» **Instructions for the task**: Copy the passage of the embedded error-handling text that begins with the words containing "Electronic – Error" and ends with "FWStatusTypeDef function1(void)", renaming "FWStatusTypeDef" to "FWStatus_t" throughout.

» **Source document**:
↓↓↓

Electronic – Error handling in embedded systems development

cembeddedfirmware

I am developing a Firmware and I am using 3 layers: Driver, Platform and Application. In order to handle the communication between these layers, I am using an approach where each function will return a success/failure flag:

typedef enum {
  FW_ERROR = 0,
  FW_OK    = 1
}FWStatusTypeDef;

Every function in my FW looks like this:

FWStatusTypeDef function1(void)
{
  /* Do some stuff */
  ..
  ..

  if(something_wrong_happens)
    return FW_ERROR;
  return FW_OK;
}


FWStatusTypeDef function2(void)
{
  /* Do some stuff */
  ..
  ..
  if(something_wrong_happens)
    return FW_ERROR;

  return FW_OK;
}

The approach I am using is good for debugging but when running the application, I want to identify which function is sending an error flag. In other words, I want to keep track of errors and display them in a screen

Example:

FWStatusTypeDef OpenTheDoor(void)

↑↑↑

» **Information provided**:
↓↓↓

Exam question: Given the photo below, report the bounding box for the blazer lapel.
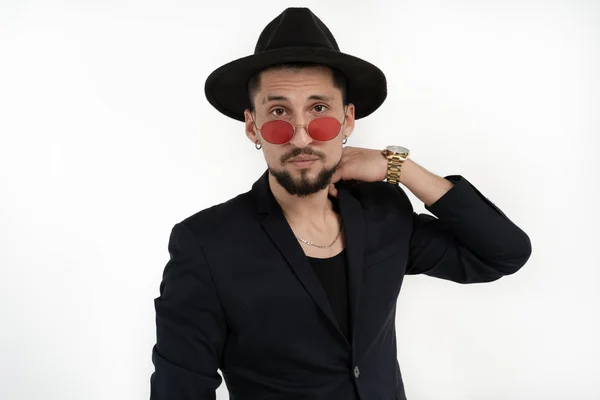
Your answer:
[336,185,366,344]
[252,171,350,346]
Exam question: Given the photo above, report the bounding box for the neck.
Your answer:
[269,174,333,227]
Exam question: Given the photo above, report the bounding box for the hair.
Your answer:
[248,62,348,111]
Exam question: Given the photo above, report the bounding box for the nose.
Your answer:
[290,121,314,148]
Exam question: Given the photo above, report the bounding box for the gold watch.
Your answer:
[382,146,410,185]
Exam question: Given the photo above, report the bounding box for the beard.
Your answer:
[269,165,337,197]
[269,148,338,197]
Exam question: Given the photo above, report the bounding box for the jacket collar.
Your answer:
[252,170,365,345]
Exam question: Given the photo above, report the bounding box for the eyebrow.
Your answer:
[262,94,333,104]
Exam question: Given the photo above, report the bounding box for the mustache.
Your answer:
[281,147,325,164]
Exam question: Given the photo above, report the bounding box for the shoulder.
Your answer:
[341,181,412,208]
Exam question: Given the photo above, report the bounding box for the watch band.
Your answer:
[386,154,404,185]
[382,146,410,185]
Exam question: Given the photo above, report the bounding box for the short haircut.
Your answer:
[248,62,348,111]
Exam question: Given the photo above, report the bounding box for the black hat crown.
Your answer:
[204,8,387,121]
[254,8,340,54]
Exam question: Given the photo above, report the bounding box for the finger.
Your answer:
[329,183,337,197]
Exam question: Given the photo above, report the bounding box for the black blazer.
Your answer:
[151,172,531,400]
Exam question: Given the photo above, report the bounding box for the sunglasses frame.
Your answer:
[252,107,347,145]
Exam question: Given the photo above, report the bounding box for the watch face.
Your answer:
[385,146,409,153]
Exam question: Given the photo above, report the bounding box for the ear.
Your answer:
[244,109,260,143]
[343,103,355,138]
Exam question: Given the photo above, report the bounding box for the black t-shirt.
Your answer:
[308,250,350,341]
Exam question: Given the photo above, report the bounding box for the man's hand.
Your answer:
[329,146,387,197]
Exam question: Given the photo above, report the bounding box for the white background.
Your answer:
[0,0,600,400]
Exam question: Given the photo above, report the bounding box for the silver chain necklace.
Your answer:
[296,217,342,249]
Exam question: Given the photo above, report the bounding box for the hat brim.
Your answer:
[204,47,387,121]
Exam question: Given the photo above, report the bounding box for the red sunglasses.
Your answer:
[254,115,346,144]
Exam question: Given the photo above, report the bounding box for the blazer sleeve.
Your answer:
[399,175,531,283]
[150,223,227,400]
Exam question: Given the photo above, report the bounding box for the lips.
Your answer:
[289,157,318,162]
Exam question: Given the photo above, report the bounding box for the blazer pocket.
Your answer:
[364,244,405,268]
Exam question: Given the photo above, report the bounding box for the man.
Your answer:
[151,8,531,400]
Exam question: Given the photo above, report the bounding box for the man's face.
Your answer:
[245,67,354,197]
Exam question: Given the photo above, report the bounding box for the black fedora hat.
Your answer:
[204,8,387,121]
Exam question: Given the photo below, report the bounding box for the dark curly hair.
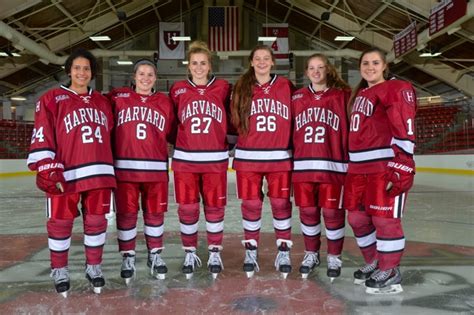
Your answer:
[64,48,98,80]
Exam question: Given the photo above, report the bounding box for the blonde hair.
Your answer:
[186,40,212,78]
[305,53,351,90]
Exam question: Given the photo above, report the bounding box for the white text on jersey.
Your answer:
[250,98,289,119]
[295,107,341,131]
[117,106,165,131]
[181,100,222,122]
[352,96,374,116]
[64,107,109,133]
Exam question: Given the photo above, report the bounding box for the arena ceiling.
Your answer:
[0,0,474,103]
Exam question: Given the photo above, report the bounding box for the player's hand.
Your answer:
[385,153,415,197]
[36,159,66,195]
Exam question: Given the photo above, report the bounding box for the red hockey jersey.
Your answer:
[170,77,231,173]
[233,74,295,172]
[27,86,116,193]
[348,80,416,174]
[108,87,175,182]
[291,84,350,184]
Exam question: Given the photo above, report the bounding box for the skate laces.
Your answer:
[207,251,224,269]
[301,252,319,268]
[371,269,395,281]
[122,255,136,271]
[275,250,291,270]
[328,255,342,269]
[86,265,103,279]
[50,267,69,283]
[150,253,166,274]
[184,251,202,269]
[244,249,260,272]
[360,260,378,273]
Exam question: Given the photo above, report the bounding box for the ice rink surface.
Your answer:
[0,173,474,314]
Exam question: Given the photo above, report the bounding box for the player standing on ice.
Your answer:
[170,41,230,279]
[232,45,294,278]
[109,59,175,284]
[344,48,416,294]
[27,49,116,296]
[292,54,350,281]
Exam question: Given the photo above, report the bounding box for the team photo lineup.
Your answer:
[27,41,417,297]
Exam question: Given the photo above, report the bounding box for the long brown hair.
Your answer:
[347,47,389,115]
[305,53,351,90]
[231,45,275,135]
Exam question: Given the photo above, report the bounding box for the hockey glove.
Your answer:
[385,153,415,197]
[36,159,66,195]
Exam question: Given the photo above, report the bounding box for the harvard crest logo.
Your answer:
[402,90,416,105]
[163,31,180,50]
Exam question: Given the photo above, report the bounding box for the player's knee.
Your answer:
[84,214,107,228]
[178,202,199,220]
[347,211,365,229]
[270,197,291,211]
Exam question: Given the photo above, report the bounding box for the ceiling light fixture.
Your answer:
[258,36,276,42]
[89,35,111,42]
[420,51,441,58]
[117,60,133,66]
[334,36,355,42]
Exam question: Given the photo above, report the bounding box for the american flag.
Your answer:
[209,6,239,51]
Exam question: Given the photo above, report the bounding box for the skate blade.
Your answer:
[155,273,166,280]
[354,279,366,285]
[94,287,102,294]
[365,284,403,295]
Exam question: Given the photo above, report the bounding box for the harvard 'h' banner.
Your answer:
[159,22,184,59]
[263,23,290,64]
[208,7,239,51]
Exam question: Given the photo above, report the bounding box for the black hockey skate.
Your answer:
[147,249,168,280]
[327,255,342,283]
[242,240,260,278]
[120,253,135,285]
[207,246,224,279]
[51,267,70,298]
[181,247,202,280]
[300,252,320,279]
[86,264,105,294]
[354,260,378,284]
[275,239,293,279]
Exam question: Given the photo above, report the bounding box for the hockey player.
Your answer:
[109,59,175,284]
[232,45,294,278]
[292,54,350,281]
[27,49,116,296]
[170,41,230,279]
[344,48,416,294]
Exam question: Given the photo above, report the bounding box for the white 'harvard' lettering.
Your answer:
[295,107,340,131]
[117,106,166,131]
[352,96,374,116]
[250,98,289,119]
[64,107,109,133]
[181,100,222,122]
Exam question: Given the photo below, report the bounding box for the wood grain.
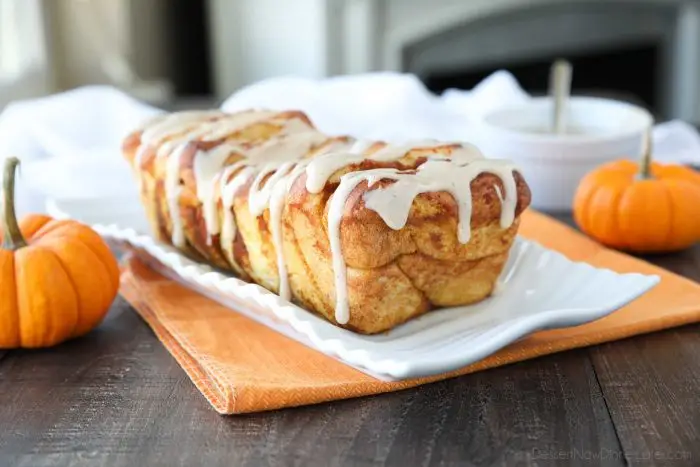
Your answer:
[0,301,623,467]
[591,325,700,465]
[0,214,700,467]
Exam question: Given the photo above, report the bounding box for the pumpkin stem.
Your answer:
[0,157,27,251]
[639,127,652,180]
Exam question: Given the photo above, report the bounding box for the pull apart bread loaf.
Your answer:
[123,110,530,334]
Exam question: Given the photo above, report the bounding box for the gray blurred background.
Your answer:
[0,0,700,124]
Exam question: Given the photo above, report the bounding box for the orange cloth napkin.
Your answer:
[121,211,700,414]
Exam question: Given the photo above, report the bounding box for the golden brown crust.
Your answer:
[123,112,530,334]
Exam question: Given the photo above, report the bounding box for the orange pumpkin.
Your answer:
[0,158,119,349]
[573,136,700,253]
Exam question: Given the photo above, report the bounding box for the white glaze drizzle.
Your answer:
[165,143,187,247]
[136,112,517,330]
[220,161,255,261]
[306,140,454,193]
[193,144,243,239]
[328,153,518,324]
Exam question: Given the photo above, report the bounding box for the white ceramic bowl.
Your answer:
[478,96,653,211]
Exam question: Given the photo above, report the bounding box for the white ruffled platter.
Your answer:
[47,200,659,381]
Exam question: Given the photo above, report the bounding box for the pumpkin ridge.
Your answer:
[69,226,121,300]
[0,250,21,349]
[41,245,83,342]
[42,236,116,337]
[660,179,678,249]
[15,246,78,348]
[42,228,120,296]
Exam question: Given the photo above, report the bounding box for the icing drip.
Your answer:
[328,172,364,324]
[135,111,517,330]
[165,143,187,247]
[193,144,243,238]
[358,159,518,243]
[306,140,480,193]
[220,161,254,260]
[328,156,518,324]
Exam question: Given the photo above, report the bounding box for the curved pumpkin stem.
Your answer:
[0,157,27,251]
[639,127,652,180]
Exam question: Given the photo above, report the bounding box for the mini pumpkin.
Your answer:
[0,158,119,349]
[573,135,700,253]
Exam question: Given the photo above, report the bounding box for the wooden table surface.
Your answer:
[0,218,700,467]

↑↑↑

» **Output of the exercise**:
Electronic – Error handling in embedded systems development

cembeddedfirmware

I am developing a Firmware and I am using 3 layers: Driver, Platform and Application. In order to handle the communication between these layers, I am using an approach where each function will return a success/failure flag:

typedef enum {
  FW_ERROR = 0,
  FW_OK    = 1
}FWStatus_t;

Every function in my FW looks like this:

FWStatus_t function1(void)